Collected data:
##############################

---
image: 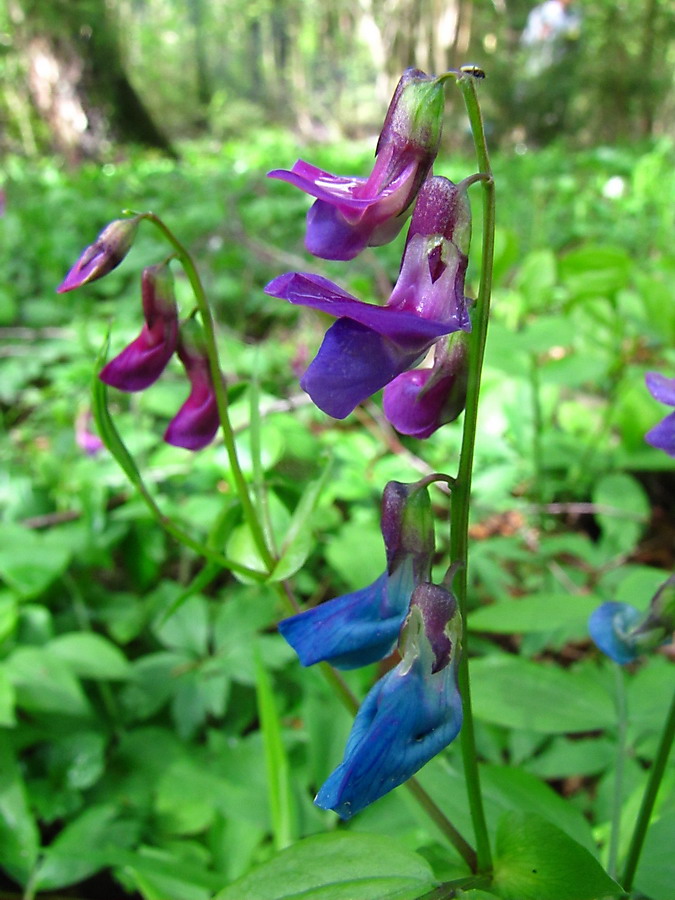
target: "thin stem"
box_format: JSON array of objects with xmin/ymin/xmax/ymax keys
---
[
  {"xmin": 141, "ymin": 212, "xmax": 274, "ymax": 572},
  {"xmin": 621, "ymin": 685, "xmax": 675, "ymax": 892},
  {"xmin": 448, "ymin": 71, "xmax": 496, "ymax": 874},
  {"xmin": 609, "ymin": 665, "xmax": 627, "ymax": 879}
]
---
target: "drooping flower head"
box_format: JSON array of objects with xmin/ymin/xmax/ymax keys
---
[
  {"xmin": 99, "ymin": 263, "xmax": 179, "ymax": 392},
  {"xmin": 57, "ymin": 217, "xmax": 140, "ymax": 293},
  {"xmin": 645, "ymin": 371, "xmax": 675, "ymax": 457},
  {"xmin": 164, "ymin": 320, "xmax": 220, "ymax": 451},
  {"xmin": 278, "ymin": 479, "xmax": 435, "ymax": 669},
  {"xmin": 589, "ymin": 575, "xmax": 675, "ymax": 664},
  {"xmin": 315, "ymin": 579, "xmax": 463, "ymax": 819},
  {"xmin": 265, "ymin": 176, "xmax": 472, "ymax": 419},
  {"xmin": 383, "ymin": 331, "xmax": 469, "ymax": 438},
  {"xmin": 268, "ymin": 69, "xmax": 446, "ymax": 260}
]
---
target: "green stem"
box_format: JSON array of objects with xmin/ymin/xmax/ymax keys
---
[
  {"xmin": 142, "ymin": 212, "xmax": 274, "ymax": 572},
  {"xmin": 609, "ymin": 665, "xmax": 627, "ymax": 878},
  {"xmin": 448, "ymin": 71, "xmax": 496, "ymax": 875},
  {"xmin": 621, "ymin": 685, "xmax": 675, "ymax": 892}
]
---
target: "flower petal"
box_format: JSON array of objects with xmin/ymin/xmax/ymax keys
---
[
  {"xmin": 589, "ymin": 601, "xmax": 642, "ymax": 664},
  {"xmin": 646, "ymin": 371, "xmax": 675, "ymax": 407},
  {"xmin": 646, "ymin": 411, "xmax": 675, "ymax": 457}
]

##############################

Goal of the exercise >>
Nothing but a number should be given for this: how many lines in the entries above contain "target"?

The completed task >>
4